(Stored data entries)
----
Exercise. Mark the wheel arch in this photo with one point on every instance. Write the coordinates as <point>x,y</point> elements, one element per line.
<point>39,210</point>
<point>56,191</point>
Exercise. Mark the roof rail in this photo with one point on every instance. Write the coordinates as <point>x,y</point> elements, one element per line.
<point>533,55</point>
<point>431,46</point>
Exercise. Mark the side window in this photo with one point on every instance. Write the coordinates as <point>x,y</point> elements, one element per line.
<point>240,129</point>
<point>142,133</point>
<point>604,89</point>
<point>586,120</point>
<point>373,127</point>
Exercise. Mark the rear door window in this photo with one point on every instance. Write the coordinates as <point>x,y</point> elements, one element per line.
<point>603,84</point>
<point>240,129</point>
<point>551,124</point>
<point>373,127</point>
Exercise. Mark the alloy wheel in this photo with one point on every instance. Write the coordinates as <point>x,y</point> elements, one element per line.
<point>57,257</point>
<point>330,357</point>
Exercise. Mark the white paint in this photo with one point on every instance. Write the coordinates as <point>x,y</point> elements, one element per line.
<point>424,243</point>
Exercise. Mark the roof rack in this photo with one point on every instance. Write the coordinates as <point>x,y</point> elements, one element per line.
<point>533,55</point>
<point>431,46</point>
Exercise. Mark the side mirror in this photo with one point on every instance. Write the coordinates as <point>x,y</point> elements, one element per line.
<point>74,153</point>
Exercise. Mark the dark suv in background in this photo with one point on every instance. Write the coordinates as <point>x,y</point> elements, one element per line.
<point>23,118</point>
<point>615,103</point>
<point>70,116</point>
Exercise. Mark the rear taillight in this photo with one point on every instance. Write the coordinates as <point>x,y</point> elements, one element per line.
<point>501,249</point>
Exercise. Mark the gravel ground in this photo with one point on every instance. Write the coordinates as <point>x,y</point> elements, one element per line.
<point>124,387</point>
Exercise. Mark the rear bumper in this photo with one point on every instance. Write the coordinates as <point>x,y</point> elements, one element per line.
----
[EXERCISE REQUIREMENTS]: The expected response is the full data, reproduced exactly.

[ANSWER BOX]:
Exercise. Mark the wheel arch in this photo with one point on every instance. Write the coordinates as <point>x,y</point> elements, one element per line.
<point>39,210</point>
<point>56,191</point>
Exercise. Mark the roof rail in this photo with one point on every instance. Write the coordinates as <point>x,y</point> elements, one element per line.
<point>533,55</point>
<point>431,46</point>
Exercise. Mark the side window in this photo with one point on every instance. Write the coordinates as <point>x,y</point> elements, one element per line.
<point>240,129</point>
<point>142,133</point>
<point>604,89</point>
<point>586,120</point>
<point>373,127</point>
Exercise. Mark the rear door window in this photo with one point on every instance. Write the coordinates as <point>x,y</point> elements, one element per line.
<point>603,84</point>
<point>240,129</point>
<point>551,124</point>
<point>373,127</point>
Exercise. Mark the alloy wheel in this photo with one point on every instance. Write the coordinates as <point>x,y</point> elements, one element per line.
<point>57,257</point>
<point>330,357</point>
Exercise. Mark the white paint in this photo with one point on every instance. Write the coordinates as <point>x,y</point> elements, one element per line.
<point>424,243</point>
Exercise. Mark the roof rack in this photo with one point on every instance. Write the coordinates as <point>x,y</point> elements, one element per line.
<point>533,55</point>
<point>431,46</point>
Exercise. Mark the side mirror in this photo with one point on every instance. Write the coordinates as <point>x,y</point> elements, one element per line.
<point>74,153</point>
Exercise. Mark the dark suv in background in this photo with one point on every instance. Write the coordinates as <point>x,y</point> elements, one element per line.
<point>23,118</point>
<point>615,103</point>
<point>70,116</point>
Exercise. Mark the rear taillight in this photo with one point on every instance. Write the coordinates as <point>x,y</point> elements, one element per line.
<point>501,249</point>
Exercise. Mark the gravel ground in this photo with one point on every instance. Write the coordinates as <point>x,y</point> elements, one element per line.
<point>124,387</point>
Exercise. Mark the rear bumper in this photo with one point on every instance. Write the coordinates as <point>x,y</point> elements, one element per line.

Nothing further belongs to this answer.